3. From a blood purification device to a tissue reconstruction technology, all of you touch upon various aspects of healthcare. Can you tell me what is the major benefit of your solution for the healthcare system and society as a whole?
Ralph Steidl, Portabiles Healthcare Technologies: Monitoring the quality of gait of Parkinson’s patients in their daily activities gives doctors precise information on the symptom occurrences. This will help them to personalize the complex medication three times faster. Patients will suffer less from symptoms like “freezing of gait” (where they can’t move at all), from hyperkinesia (where they can’t control their movements) and resulting falls. This will save hospital costs and improve the quality of life of the patients.
Lukas Langenegger, Hemotune: We develop a breakthrough multi-target blood purification treatment for septic shock. Sepsis is a life-threatening dysregulated immune response to an infection and affects 50 million people every year. Due to a lack of treatment options the mortality rates even in the most developed countries reach 50% for septic shock and 11 million people die from sepsis every year. This is actually 20% of all global deaths. Also, severe COVID-19 patients develop sepsis, which further highlights the actuality and importance of this devastating condition. With our treatment, we aim at restoring proper immune function in these patients, get them out of the intensive care units faster, and improve survival rates. As sepsis is currently the single most expensive condition treated in hospitals, this will not only save patients but will also help reducing cost and prevent unsustainable cost-explosion of healthcare systems.
Amélie Béduer, Volumina Medical: Thanks to our innovative biomaterial, breast cancer patients will benefit of a safer breast reconstruction procedure that can bring durable results. It will have a strong impact on patient’s quality of life and help them to regain self-confidence. Plastic surgeons will save time and be able to treat more patients with less uncertainty compared to best standard of care. Ultimately, the healthcare system will be more efficient.

———

ASSIGNMENT 1
In the healthcare startup interview, how many people does sepsis affect every year?
ASSIGNMENT 2
Translate this sentence from the healthcare startup interview into Spanish: "This will save hospital costs and improve the quality of life of the patients."
ASSIGNMENT 3
Continue the healthcare startup interview after its last sentence.

———

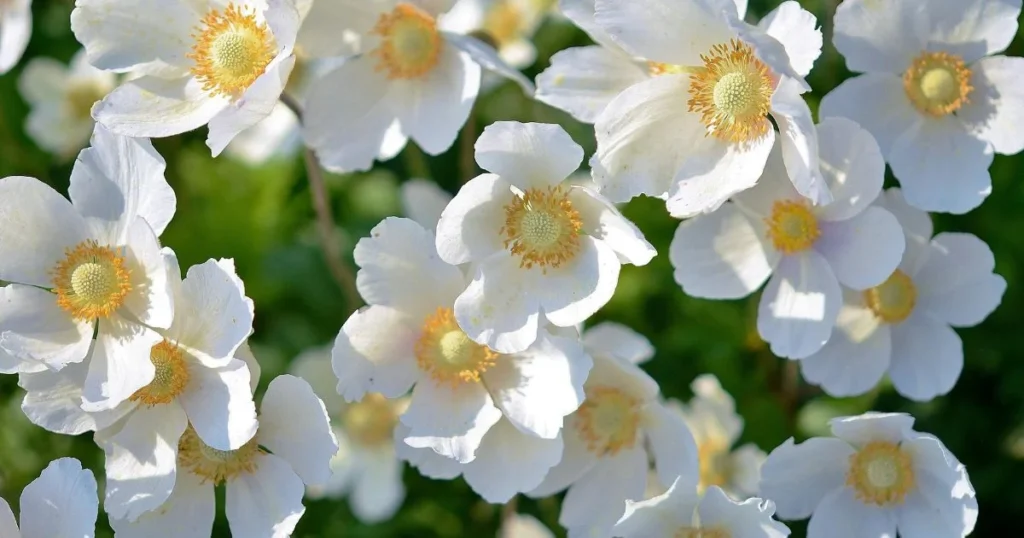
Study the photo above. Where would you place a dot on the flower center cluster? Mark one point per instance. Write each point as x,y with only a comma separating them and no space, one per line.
231,50
448,354
91,282
411,44
170,379
881,473
793,226
370,422
608,420
732,92
937,83
212,464
893,300
542,228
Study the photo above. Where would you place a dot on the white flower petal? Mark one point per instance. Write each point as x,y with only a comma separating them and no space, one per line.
187,513
37,224
941,167
294,425
995,110
266,503
34,327
537,388
510,461
120,364
219,404
864,250
928,358
799,306
797,477
583,81
640,136
452,420
141,460
881,36
528,155
955,283
60,502
396,260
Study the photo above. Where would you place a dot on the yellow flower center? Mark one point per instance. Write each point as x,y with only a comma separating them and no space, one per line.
212,464
881,473
231,50
370,422
608,420
170,379
91,282
542,228
732,92
893,300
793,226
411,44
445,353
937,83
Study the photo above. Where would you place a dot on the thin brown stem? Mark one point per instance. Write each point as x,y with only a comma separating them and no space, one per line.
330,242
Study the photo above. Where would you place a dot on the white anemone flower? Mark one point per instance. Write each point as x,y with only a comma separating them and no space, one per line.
264,480
699,130
609,442
409,336
879,478
415,80
89,265
15,29
366,468
60,503
808,250
685,512
904,325
203,63
542,247
935,92
61,97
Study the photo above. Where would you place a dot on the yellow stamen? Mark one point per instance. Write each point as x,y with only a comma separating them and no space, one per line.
171,378
92,281
411,44
448,354
231,50
881,473
793,226
542,228
938,83
893,300
608,420
732,93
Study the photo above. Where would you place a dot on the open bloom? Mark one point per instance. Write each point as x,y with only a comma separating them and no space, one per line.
904,325
808,250
682,511
60,503
698,131
203,61
409,336
934,92
366,467
879,478
264,480
415,81
15,29
609,442
90,265
542,247
61,97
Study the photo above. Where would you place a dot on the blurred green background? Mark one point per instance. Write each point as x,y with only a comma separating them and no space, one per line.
263,218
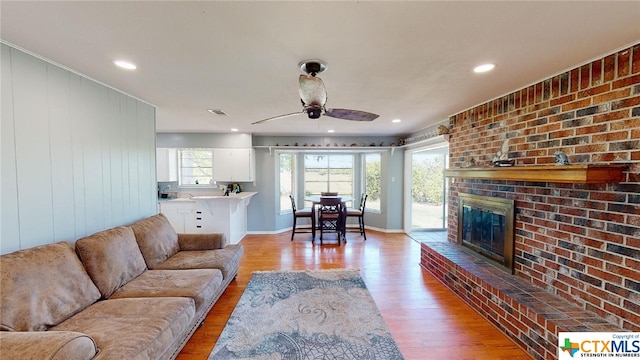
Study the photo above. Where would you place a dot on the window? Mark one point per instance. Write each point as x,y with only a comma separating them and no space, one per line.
372,176
287,179
324,172
196,166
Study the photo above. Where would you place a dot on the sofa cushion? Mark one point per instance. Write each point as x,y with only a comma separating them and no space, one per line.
42,286
226,259
135,328
198,284
50,345
112,258
156,238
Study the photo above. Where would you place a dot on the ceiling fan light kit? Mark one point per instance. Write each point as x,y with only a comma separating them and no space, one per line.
313,96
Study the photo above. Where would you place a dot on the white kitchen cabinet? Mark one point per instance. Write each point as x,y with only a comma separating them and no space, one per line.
233,165
182,215
166,164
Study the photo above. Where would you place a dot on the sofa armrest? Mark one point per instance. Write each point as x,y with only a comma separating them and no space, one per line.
54,345
201,241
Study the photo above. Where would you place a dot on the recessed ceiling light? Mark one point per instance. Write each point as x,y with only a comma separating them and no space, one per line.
483,68
125,64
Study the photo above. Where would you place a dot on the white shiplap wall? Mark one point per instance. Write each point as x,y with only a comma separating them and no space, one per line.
77,156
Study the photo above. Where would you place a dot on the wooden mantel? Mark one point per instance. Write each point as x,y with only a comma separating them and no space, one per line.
576,174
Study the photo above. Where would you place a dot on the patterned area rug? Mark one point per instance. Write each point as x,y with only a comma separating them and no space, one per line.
325,314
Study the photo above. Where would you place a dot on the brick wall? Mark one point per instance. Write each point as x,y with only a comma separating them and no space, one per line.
581,242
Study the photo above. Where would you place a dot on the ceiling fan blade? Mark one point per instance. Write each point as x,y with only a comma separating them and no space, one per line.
277,117
347,114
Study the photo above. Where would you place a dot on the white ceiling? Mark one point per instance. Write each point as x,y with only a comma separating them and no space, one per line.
407,60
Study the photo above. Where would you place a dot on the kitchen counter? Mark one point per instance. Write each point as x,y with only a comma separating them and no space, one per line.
238,196
210,213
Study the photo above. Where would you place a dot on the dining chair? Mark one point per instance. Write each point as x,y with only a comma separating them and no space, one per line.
331,216
302,213
359,213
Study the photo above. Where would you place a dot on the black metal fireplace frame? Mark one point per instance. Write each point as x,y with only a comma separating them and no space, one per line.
504,207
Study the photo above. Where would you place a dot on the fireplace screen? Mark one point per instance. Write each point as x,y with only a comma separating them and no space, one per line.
485,225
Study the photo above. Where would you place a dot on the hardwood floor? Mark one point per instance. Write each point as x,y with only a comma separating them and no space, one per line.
426,319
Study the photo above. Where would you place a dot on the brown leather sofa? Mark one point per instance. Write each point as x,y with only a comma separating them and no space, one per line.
131,292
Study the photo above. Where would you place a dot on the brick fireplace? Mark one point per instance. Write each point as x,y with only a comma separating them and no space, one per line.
577,243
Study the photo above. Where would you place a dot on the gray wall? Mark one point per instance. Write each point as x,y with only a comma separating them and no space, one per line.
77,156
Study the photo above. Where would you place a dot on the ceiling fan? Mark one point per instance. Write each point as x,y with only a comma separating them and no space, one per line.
313,96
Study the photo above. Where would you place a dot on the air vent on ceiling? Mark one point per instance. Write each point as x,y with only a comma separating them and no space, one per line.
217,112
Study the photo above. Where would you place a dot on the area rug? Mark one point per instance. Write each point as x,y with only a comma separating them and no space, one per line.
324,314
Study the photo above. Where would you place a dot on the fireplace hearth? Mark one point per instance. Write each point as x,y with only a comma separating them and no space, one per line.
485,226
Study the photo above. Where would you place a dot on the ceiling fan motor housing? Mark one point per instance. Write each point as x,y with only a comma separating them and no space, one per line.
314,112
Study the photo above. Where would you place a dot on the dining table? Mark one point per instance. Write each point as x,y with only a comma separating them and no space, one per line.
315,200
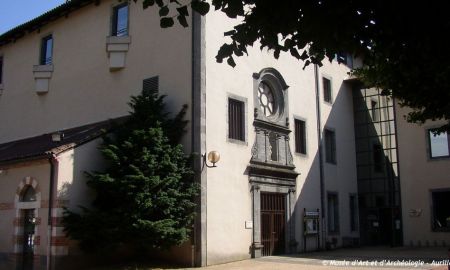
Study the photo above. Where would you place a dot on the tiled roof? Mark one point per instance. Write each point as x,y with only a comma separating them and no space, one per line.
36,23
43,146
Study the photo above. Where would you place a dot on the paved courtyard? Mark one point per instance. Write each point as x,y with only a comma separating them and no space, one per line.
360,258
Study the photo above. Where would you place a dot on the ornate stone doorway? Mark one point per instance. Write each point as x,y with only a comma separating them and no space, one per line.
273,223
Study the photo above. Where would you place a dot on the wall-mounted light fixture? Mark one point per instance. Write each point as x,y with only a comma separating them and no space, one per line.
213,157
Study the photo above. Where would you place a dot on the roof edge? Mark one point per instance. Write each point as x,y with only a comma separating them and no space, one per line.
52,15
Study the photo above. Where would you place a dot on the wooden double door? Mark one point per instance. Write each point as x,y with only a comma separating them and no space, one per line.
273,223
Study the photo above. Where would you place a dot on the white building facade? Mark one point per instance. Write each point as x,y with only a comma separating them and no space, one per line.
290,175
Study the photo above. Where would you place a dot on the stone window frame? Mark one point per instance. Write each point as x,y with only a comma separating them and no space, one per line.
428,144
335,145
43,45
306,136
275,80
355,195
330,79
433,228
245,101
338,230
113,19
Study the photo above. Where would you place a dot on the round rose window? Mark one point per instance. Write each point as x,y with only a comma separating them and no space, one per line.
266,99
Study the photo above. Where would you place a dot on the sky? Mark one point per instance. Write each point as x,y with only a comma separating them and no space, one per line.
16,12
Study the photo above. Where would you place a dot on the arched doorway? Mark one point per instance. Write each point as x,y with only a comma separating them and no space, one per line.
27,221
29,227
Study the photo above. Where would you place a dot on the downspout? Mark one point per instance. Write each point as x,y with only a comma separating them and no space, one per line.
53,174
319,144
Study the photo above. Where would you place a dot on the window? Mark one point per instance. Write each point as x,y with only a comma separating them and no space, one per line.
273,141
344,58
333,213
330,146
377,152
46,50
1,69
439,144
353,213
236,121
300,136
29,194
326,90
441,210
120,20
375,111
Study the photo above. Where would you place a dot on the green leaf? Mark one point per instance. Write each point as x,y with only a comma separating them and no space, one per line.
294,53
231,62
166,22
200,6
164,11
276,54
183,11
182,20
147,3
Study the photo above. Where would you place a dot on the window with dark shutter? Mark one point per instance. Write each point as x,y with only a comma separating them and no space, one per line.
330,146
120,20
326,90
151,84
236,121
300,136
333,213
46,50
353,213
378,157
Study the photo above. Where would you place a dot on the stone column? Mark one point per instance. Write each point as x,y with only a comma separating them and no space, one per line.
256,245
292,242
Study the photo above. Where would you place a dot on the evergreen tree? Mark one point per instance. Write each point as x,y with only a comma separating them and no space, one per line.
145,196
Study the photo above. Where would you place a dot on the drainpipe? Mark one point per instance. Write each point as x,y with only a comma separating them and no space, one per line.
53,174
319,143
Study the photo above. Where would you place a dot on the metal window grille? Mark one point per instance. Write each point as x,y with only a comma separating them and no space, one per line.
236,121
326,90
300,136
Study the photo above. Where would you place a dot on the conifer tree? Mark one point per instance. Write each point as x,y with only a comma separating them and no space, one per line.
145,196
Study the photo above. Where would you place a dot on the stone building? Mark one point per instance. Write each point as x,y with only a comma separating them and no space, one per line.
292,155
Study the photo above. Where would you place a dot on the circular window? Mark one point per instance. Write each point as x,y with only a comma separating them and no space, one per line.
266,99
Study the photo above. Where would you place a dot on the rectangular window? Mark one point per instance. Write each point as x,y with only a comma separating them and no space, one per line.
441,210
326,90
330,146
300,136
46,50
236,121
378,157
353,213
273,141
375,111
345,58
333,213
1,69
439,144
120,20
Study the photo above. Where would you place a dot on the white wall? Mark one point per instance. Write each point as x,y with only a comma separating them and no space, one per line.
418,176
228,193
82,89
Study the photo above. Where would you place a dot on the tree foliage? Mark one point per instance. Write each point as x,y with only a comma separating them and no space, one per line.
145,195
403,44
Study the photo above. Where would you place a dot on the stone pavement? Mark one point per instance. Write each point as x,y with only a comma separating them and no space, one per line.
356,259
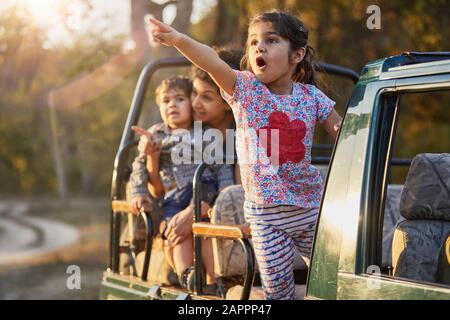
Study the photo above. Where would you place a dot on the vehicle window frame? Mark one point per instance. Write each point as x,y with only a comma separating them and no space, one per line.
389,110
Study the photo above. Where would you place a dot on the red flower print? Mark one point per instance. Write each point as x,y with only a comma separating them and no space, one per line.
291,135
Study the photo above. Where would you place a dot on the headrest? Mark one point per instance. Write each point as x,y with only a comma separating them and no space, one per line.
426,194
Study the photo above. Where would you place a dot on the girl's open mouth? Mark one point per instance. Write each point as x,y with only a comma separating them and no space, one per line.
260,62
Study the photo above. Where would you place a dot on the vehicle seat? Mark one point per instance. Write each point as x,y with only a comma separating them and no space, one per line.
425,205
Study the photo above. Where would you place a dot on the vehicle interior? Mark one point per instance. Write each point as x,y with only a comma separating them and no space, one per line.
416,223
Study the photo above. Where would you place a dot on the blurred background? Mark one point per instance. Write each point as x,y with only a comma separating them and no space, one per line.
68,69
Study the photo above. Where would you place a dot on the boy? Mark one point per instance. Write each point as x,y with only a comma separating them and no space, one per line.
169,178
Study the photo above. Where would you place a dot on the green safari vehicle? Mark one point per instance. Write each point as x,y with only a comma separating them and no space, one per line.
384,223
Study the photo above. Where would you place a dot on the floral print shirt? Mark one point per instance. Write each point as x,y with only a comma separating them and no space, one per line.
273,141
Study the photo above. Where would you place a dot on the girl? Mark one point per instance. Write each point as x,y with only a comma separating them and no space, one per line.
275,105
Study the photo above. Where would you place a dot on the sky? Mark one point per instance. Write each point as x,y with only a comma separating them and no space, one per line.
111,14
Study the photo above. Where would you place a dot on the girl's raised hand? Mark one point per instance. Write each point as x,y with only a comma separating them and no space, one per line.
163,33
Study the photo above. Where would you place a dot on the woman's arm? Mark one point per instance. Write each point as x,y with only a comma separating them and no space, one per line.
199,54
155,185
332,124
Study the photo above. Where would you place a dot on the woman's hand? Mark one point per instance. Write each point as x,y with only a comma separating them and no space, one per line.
180,226
164,34
141,202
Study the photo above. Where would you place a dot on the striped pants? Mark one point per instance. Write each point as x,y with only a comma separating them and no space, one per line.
276,230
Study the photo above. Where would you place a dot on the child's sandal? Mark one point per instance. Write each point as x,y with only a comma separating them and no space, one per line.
187,279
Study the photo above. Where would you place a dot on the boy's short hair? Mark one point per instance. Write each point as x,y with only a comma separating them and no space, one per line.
232,56
176,82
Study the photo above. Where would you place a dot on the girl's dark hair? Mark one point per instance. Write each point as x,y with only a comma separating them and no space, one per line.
294,30
232,56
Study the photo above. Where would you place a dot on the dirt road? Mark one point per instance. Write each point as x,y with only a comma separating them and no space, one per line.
40,240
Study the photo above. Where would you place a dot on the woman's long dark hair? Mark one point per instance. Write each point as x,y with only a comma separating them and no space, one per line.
294,30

———

EXERCISE RESULT 1
50 million people.

EXERCISE RESULT 2
Esto ahorrará costos hospitalarios y mejorará la calidad de vida de los pacientes.

EXERCISE RESULT 3
4. What is in the future for your company?
Ralph Steidl, Portabiles Healthcare Technologies: In 2021 we will apply for the novel “fast track” program in Germany – it enables reimbursement within 3 months after application and our goal is to provide our mobile GaitLab as a means for therapy decision support.
Lukas Langenegger, Hemotune: We are convinced that precision medicine blood purification will become an indispensable tool not only in sepsis and critical illness but also in other areas such as autoimmune diseases and cancer.
Amélie Béduer, Volumina Medical: The next steps are to perform clinical trials with our first product and continue growing.
5. As the world embraces the second wave of COVID-19, what are your essential business survival tips?
Ralph Steidl, Portabiles Healthcare Technologies: That’s really hard to say since businesses are affected so differently. At the moment, telemedical devices and services are gathering more attention, which is quite helpful for us. In the long run, I’m sure digital health will be essential to ensure healthcare in a crisis like COVID-19.
Lukas Langenegger, Hemotune: Have a clear strategy and execute it in the most cash-conscious manner possible.
Amélie Béduer, Volumina Medical: One essential business survival tip would be to focus more than ever and take care of our team.